## TEXT PROVIDED
>> begin
Inside the eval_input_receiver_fn
callback, emit a TensorFlow graph that
parses raw examples, identifies the features and label, and applies the
tf.Transform
graph used in the TensorFlow Model Analysis batch job.
Finally, the model emits a graph suitable for serving.
The trainer runs a quick evaluation at the end of the batch job. This limited evaluation can run only on a single machine. Later in this guide, we will use TensorFlow Model Analysis—which leverages Apache Beam—for distributed evaluation.
To recap, the trainer outputs the following:
- A
SavedModel
containing the serving graph to use with TensorFlow Serving. - A
SavedModel
containing the evaluation graph to use with TensorFlow Model Analysis.
Now run a batch job to evaluate the model against the entire data set. To run the batch evaluator:
bash ./process_tfma_local.sh
This step is executed locally with a small CSV dataset. TensorFlow Model Analysis runs a full pass over the dataset and computes the metrics. In the Cloud section below, this step is run as a distributed job over a large data set.
Like TensorFlow Transform, tf.ModelAnalysis
uses Apache Beam to run the
distributed computation. The evaluation uses raw examples as input and not
transformed examples. The input is a local CSV file and uses the SavedModel
from the previous step, applies the tf.Transform
graph, then runs the model.
>> end
## DO THIS
Pull out the part of the model evaluation text from "The trainer runs" to "Beam—for distributed evaluation.", word for word. The data after this text has nothing to do with anything asked here.

## INFORMATION PROVIDED
>> begin
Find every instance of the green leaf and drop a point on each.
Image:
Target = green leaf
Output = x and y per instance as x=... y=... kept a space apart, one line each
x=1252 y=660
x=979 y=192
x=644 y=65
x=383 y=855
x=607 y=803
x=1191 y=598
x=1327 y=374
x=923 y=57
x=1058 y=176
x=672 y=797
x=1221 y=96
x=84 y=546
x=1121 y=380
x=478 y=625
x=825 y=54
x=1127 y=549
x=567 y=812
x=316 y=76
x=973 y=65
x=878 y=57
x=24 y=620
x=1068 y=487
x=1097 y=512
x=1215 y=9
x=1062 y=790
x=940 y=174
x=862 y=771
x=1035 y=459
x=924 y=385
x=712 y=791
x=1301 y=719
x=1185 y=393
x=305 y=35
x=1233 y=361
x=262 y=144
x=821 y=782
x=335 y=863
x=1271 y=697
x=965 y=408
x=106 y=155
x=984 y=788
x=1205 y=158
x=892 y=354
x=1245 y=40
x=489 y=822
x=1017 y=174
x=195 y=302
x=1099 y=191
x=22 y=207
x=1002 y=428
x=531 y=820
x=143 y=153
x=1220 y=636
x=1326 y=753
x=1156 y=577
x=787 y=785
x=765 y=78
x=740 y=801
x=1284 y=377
>> end
## FULL SOLUTION
The trainer runs a quick evaluation at the end of the batch job. This limited evaluation can run only on a single machine. Later in this guide, we will use TensorFlow Model Analysis—which leverages Apache Beam—for distributed evaluation.